Problem details
Return every entry exactly as written.

Dataset records

···

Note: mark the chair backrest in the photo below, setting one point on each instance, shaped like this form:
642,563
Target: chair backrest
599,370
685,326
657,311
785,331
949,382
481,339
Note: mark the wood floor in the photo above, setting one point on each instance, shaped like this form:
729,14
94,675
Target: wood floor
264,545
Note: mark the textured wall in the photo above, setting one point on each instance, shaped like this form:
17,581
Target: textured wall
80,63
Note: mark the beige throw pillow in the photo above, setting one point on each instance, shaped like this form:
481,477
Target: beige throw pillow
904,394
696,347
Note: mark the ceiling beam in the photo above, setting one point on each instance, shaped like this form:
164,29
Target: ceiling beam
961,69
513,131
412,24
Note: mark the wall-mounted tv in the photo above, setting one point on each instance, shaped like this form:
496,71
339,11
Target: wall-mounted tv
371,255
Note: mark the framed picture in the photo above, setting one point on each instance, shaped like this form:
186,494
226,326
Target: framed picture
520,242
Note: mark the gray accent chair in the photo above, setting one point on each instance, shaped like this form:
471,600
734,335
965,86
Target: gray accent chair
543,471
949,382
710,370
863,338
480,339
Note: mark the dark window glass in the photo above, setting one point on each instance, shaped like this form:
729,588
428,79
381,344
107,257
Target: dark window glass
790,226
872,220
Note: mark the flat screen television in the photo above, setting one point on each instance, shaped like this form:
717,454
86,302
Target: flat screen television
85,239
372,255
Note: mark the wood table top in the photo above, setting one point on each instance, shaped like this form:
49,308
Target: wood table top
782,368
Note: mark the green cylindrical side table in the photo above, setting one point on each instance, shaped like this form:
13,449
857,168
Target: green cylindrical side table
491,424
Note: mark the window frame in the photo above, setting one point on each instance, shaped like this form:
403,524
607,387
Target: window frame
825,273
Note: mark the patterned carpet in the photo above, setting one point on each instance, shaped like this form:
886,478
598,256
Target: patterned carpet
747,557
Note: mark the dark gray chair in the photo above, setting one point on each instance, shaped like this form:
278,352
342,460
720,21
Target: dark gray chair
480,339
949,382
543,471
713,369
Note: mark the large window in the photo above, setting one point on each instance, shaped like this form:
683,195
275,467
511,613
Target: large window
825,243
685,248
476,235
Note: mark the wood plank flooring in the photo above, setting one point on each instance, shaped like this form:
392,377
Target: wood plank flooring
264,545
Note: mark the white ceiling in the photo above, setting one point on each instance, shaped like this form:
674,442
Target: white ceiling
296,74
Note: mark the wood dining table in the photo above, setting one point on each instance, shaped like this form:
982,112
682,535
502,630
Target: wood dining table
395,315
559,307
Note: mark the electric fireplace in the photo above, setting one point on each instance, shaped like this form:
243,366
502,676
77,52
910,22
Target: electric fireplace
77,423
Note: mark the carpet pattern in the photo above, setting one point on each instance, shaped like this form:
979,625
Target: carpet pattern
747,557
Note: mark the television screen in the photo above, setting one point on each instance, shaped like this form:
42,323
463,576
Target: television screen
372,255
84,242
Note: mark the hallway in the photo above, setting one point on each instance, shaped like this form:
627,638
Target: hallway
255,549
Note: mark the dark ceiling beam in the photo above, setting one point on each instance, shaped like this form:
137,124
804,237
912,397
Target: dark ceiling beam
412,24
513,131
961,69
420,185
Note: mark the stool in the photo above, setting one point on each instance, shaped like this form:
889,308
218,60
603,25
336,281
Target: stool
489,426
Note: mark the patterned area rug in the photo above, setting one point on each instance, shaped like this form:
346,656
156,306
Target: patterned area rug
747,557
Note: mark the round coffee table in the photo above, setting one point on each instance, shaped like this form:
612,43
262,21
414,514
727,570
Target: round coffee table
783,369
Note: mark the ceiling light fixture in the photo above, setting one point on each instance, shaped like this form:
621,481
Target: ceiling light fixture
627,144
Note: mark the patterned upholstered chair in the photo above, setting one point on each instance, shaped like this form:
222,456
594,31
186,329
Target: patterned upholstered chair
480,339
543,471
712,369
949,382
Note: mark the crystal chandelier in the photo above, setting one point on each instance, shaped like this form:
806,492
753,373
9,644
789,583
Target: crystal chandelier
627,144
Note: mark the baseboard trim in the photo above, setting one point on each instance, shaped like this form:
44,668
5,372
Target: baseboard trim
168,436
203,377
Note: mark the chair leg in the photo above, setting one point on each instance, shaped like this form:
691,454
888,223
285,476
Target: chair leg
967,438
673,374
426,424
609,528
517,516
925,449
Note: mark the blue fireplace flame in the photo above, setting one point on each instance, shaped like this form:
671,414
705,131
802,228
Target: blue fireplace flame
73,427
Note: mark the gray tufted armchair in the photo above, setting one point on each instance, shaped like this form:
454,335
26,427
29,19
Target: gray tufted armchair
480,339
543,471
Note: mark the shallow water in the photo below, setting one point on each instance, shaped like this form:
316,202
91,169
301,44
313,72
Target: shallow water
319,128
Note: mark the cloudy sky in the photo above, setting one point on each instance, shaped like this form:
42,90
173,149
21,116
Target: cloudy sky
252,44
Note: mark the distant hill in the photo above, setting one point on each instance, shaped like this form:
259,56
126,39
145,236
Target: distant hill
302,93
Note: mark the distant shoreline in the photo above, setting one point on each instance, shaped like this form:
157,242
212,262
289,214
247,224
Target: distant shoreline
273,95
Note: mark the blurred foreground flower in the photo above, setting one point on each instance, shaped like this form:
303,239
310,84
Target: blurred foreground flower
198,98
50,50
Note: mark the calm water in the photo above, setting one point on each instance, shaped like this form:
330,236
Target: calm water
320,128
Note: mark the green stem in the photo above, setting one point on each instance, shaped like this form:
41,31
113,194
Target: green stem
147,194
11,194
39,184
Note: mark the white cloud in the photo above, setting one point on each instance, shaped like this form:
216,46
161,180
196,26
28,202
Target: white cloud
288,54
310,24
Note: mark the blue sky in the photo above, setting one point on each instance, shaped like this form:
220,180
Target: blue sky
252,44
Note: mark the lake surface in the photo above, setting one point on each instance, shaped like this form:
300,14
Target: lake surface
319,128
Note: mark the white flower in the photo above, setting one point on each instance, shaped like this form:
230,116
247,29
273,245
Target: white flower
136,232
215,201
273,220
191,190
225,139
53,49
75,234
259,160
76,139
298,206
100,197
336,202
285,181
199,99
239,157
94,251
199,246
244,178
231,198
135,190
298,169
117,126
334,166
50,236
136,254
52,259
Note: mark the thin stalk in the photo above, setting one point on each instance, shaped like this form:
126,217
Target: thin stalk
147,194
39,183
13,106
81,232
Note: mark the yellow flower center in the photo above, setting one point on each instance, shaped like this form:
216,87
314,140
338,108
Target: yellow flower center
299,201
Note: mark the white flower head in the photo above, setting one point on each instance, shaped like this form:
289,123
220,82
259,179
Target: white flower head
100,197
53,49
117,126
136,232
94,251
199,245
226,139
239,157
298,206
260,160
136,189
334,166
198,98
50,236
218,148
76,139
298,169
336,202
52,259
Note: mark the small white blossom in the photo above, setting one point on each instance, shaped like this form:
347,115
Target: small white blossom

···

Full answer
Note: mark the chair backrest in the photo below, setting one point on each instance, shaped like this form:
642,563
Target: chair backrest
599,370
685,326
657,311
785,331
949,382
481,339
Note: mark the wood floor in the photo above, setting one point on each instance, shaped like this form:
729,14
94,675
Target: wood floor
264,545
Note: mark the textured wall in the photo above, setting one point on each instance, shaped like this form:
17,581
Target: textured wall
80,63
Note: mark the beige throw pillow in the photo above, setting one point on each instance, shaped like this form:
481,477
Target: beige throw pillow
904,394
696,347
Note: mark the ceiling beam in the photo above, setting one point on each instance, shaped like this form:
164,29
Target: ceiling beam
961,69
513,131
412,24
Note: mark the wall-mounted tv in the photo above, setting one point on each instance, shaped like this form:
496,71
339,11
Target: wall-mounted tv
371,255
Note: mark the framed picture in the photo above, setting one point on each instance, shaped like this form:
186,494
226,326
Target: framed picture
520,242
Note: mark the gray accent chair in the photo above, setting one point on each instance, shaped like this form:
471,600
734,335
965,86
Target: gray accent chair
543,471
949,382
710,370
863,338
480,339
Note: mark the dark window glass in the photo above, setting one point on each instance, shaped like this form:
729,588
428,79
381,344
107,257
Target: dark window glass
790,226
872,220
Note: mark the flat screen television in the photo above, setting one point on each instance, shaped like this form:
717,454
86,302
Target: flat screen television
85,239
372,255
Note: mark the wood table top in the photo above, setting one point on each instance, shaped like this form:
49,308
Target: wood table top
782,368
Note: mark the green cylindrical side table in the photo above, setting one point on each instance, shaped like this form:
13,449
857,168
Target: green cylindrical side table
491,424
Note: mark the window frame in the photo above, setting one point on each instance, shaped like this form:
403,524
607,387
Target: window frame
825,273
Note: mark the patterned carpet in the photo above, setting one point on each instance, shaped like this form:
886,478
598,256
Target: patterned carpet
747,557
Note: mark the dark gray chair in the photo above, setting one point on each instance, shaped like this form:
278,352
342,460
720,21
Target: dark gray chair
480,339
949,382
543,471
713,369
Note: mark the large window in the photo above, setting one point on each instance, shaped like this form:
683,195
275,467
511,613
Target: large window
825,243
685,248
476,235
Note: mark the wood plank flooring in the photo above, setting one point on each instance, shaped like this form:
392,377
Target: wood plank flooring
264,545
Note: mark the white ceiling in the photo above, setting one point on each instance, shaped like this form:
674,442
Target: white ceiling
296,74
Note: mark the wood dining table in the photo above, setting one point on each instance, shaped like this form:
982,112
682,535
502,630
Target: wood dining table
395,315
559,307
Note: mark the electric fireplace in the photo above, setting one point on each instance, shaped like this form:
243,366
502,676
77,52
910,22
Target: electric fireplace
77,423
Note: mark the carpet pattern in the photo above, setting one point on each instance, shaped like this form:
979,625
Target: carpet pattern
747,557
Note: mark the television screen in the photo above, setting one point on each instance, shaped like this form:
42,323
463,576
Target: television screen
372,255
84,242
Note: mark the hallway in the photo above, setting one point on each instance, shaped like this form:
627,638
Target: hallway
255,549
Note: mark the dark ceiling beam in the photo above, setting one point on each instance, shaped like this form:
137,124
804,237
912,397
Target: dark ceiling beam
412,24
513,131
961,69
420,185
Note: mark the stool in the photo above, setting one point on each instance, shaped like this form:
889,308
218,60
603,25
336,281
Target: stool
489,426
Note: mark the patterned area rug in the photo above, setting one point on each instance, shaped like this form:
346,656
156,306
Target: patterned area rug
747,557
Note: mark the round coffee table in the photo above, setting one point on each instance, shaped like this form:
612,43
262,21
414,514
727,570
Target: round coffee table
783,369
Note: mark the ceiling light fixture in the photo above, setting one point on each instance, shaped like this form:
621,481
Target: ceiling light fixture
627,144
Note: mark the patterned upholstered chair in the photo above, setting one point on each instance, shaped like this form:
222,456
594,31
186,329
Target: patterned upholstered chair
480,339
543,471
712,369
949,382
Note: mark the crystal chandelier in the photo above, setting one point on each instance, shaped like this form:
806,492
753,373
9,644
789,583
Target: crystal chandelier
627,144
Note: mark the baseboard trim in the photo above, setting one point on each instance, shaped like this form:
44,668
5,372
Target: baseboard trim
168,436
203,377
Note: mark the chair leg in the photo above, setting one point on each instance, shaped like this form:
691,454
888,223
285,476
Target: chair leg
967,438
673,374
426,424
609,528
517,516
925,449
Note: mark the blue fireplace flame in the photo above, setting one point on each instance, shaped like this form:
671,414
705,131
802,228
Target: blue fireplace flame
73,427
Note: mark the gray tufted armchair in the photo above, setting one point on each instance, shaped like this form:
454,335
26,427
29,19
Target: gray tufted armchair
480,339
543,471
Note: mark the shallow water in the photo below, setting one point on each instance, shaped like this form:
316,202
91,169
301,44
313,72
Target: shallow water
319,128
Note: mark the cloudy sky in the photo above, setting one point on each instance, shaped like this form:
42,90
173,149
21,116
Target: cloudy sky
252,44
Note: mark the distant hill in the photo above, setting one point on each instance, shaped like this form:
259,56
126,39
145,236
Target: distant hill
302,93
Note: mark the distant shoreline in the photo above, setting one point on each instance, shaped like this form:
157,242
212,262
289,214
247,224
Target: distant shoreline
273,95
Note: mark the blurred foreground flower in the photo above, setting one point on each instance, shaped like this form:
303,239
310,84
Target: blurred foreground flower
198,98
50,50
Note: mark the calm water in the photo above, setting one point on each instance, shaped like this form:
330,236
Target: calm water
320,128
Note: mark the green stem in the photo above, setting one point on each instance, shaped like this form:
41,31
113,194
Target: green stem
147,194
11,194
39,184
Note: mark the white cloud in the photo above, setting one point on each instance, shaped like this form:
216,46
161,180
196,26
28,202
Target: white cloud
288,54
310,24
Note: mark the blue sky in the photo above, setting one point on each instance, shaped like this form:
220,180
Target: blue sky
252,44
Note: mark the lake surface in the photo above, setting one point on each instance, shaped like this form:
300,14
Target: lake surface
319,128
Note: mark the white flower in the photo above, setting one point on each instance, shaped like this form:
230,116
247,29
273,245
Target: white flower
136,232
215,201
273,220
191,190
225,139
53,49
75,234
259,160
76,139
298,206
100,197
336,202
285,181
199,99
239,157
94,251
199,246
244,178
231,198
135,190
298,169
117,126
334,166
50,236
136,254
52,259
Note: mark the thin stalk in the photo above, setting one point on each instance, shaped like this form:
126,217
Target: thin stalk
147,194
39,183
13,106
81,232
Note: mark the yellow flower center in the photo above, setting one point on each instance, shaped like this form:
216,87
314,140
338,108
Target: yellow flower center
299,201
Note: mark the white flower head in the photo above, setting one point on each instance, shaped like this form:
289,123
220,82
259,179
Target: white flower head
100,197
53,49
117,126
136,232
94,251
199,245
226,139
239,157
298,206
260,160
136,189
334,166
198,98
50,236
218,148
76,139
298,169
336,202
52,259
Note: mark the small white blossom in the photo above, setting one point on each instance, shaped like this form:
347,115
Target: small white blossom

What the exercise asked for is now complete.